- [Provided material]:

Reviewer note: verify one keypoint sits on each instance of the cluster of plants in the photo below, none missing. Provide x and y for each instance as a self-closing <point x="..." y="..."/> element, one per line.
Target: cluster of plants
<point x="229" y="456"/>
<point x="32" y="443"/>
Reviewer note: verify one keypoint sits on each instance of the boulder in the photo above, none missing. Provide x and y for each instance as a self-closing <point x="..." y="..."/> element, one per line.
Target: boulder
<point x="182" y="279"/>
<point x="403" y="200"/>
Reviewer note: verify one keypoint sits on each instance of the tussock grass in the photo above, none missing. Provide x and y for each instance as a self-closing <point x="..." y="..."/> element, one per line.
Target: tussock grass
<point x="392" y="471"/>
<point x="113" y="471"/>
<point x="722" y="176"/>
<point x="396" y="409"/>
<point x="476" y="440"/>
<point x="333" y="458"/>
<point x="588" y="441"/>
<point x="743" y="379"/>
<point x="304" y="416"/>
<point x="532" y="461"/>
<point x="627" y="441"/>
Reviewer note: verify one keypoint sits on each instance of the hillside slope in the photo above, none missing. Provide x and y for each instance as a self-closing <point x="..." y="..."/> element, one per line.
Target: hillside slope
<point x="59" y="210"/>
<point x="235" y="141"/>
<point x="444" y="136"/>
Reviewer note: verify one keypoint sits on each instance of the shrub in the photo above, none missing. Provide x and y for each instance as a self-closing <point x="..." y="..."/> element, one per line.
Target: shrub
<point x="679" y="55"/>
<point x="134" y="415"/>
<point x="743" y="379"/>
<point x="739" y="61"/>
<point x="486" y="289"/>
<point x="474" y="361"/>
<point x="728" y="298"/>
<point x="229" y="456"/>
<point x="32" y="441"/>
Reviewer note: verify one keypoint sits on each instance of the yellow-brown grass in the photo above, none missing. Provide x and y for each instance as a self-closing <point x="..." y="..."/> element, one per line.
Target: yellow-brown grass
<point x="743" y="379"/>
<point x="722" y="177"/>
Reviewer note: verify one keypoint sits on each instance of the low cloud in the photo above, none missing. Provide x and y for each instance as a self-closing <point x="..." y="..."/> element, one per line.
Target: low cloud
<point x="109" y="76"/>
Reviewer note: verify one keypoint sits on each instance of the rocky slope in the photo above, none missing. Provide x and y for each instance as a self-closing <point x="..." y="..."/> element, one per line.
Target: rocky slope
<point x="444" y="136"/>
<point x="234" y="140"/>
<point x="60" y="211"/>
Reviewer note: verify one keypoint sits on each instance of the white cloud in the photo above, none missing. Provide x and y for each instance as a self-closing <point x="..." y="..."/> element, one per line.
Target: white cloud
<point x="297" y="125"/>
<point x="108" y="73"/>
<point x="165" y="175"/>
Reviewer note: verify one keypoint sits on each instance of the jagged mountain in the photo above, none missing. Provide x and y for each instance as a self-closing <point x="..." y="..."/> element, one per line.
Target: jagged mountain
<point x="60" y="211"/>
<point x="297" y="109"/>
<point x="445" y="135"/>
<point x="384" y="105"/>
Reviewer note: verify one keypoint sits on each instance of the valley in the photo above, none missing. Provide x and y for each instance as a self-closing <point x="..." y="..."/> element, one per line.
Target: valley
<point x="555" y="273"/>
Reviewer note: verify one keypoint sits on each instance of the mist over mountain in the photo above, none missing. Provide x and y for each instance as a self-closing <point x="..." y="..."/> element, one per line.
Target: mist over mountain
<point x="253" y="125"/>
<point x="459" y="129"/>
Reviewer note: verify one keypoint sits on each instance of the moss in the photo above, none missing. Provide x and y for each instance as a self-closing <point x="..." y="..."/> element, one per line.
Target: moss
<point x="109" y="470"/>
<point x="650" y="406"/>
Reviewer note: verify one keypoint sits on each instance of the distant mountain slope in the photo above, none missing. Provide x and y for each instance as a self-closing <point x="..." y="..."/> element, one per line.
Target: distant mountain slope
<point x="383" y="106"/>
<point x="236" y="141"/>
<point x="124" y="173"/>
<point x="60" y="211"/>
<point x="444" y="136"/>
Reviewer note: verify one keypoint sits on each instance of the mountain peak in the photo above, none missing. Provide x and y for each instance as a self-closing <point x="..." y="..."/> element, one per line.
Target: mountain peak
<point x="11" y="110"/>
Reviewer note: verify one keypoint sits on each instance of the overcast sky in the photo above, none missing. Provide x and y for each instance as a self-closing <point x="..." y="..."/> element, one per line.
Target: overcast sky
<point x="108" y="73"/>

==

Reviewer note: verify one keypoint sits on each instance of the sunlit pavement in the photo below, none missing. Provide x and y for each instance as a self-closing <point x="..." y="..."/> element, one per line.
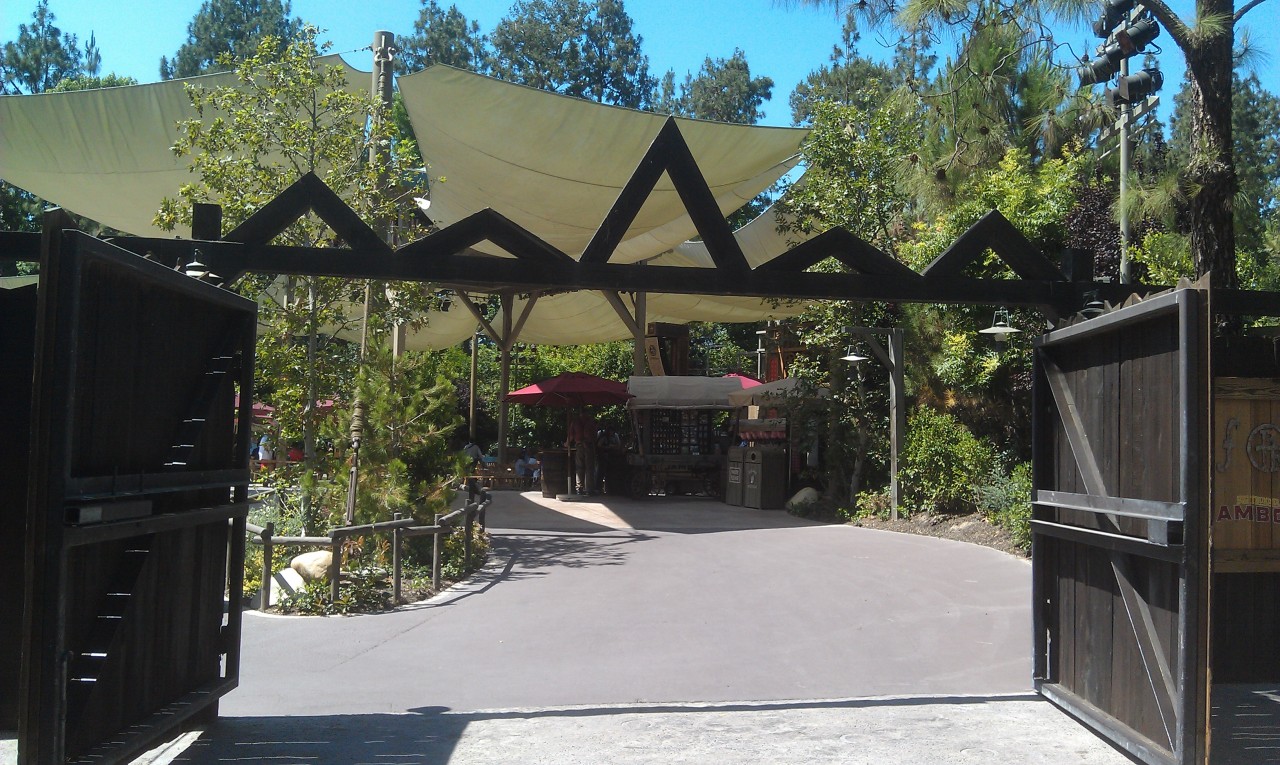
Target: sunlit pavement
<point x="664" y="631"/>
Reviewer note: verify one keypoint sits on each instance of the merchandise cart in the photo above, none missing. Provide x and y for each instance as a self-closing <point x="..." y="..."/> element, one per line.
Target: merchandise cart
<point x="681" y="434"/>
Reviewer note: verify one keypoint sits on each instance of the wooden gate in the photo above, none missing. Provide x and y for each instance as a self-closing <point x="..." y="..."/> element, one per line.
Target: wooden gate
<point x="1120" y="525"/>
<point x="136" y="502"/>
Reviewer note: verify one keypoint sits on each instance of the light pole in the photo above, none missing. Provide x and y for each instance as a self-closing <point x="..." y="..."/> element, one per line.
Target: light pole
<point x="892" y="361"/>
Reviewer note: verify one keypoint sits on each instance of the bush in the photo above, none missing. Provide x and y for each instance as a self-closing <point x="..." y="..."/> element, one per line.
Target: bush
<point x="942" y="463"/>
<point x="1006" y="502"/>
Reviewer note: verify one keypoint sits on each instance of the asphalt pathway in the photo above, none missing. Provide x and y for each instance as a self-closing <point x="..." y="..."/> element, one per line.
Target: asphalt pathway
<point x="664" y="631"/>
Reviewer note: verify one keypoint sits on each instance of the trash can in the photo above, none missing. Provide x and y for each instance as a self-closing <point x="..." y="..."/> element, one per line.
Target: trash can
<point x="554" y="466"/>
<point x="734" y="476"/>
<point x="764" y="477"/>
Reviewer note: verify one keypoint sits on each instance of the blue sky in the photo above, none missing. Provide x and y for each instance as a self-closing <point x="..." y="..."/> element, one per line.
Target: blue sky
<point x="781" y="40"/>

- [To be done]: List every line in the items above that contains the word "distant", and copy each such line in full.

- [Exercise response]:
Reviewer note: verify one keypoint sits on each instance of the distant mountain slope in the photo above, none missing. Provide x and y for each instance as a self-closing <point x="..." y="..."/> element, one per line.
Target: distant mountain slope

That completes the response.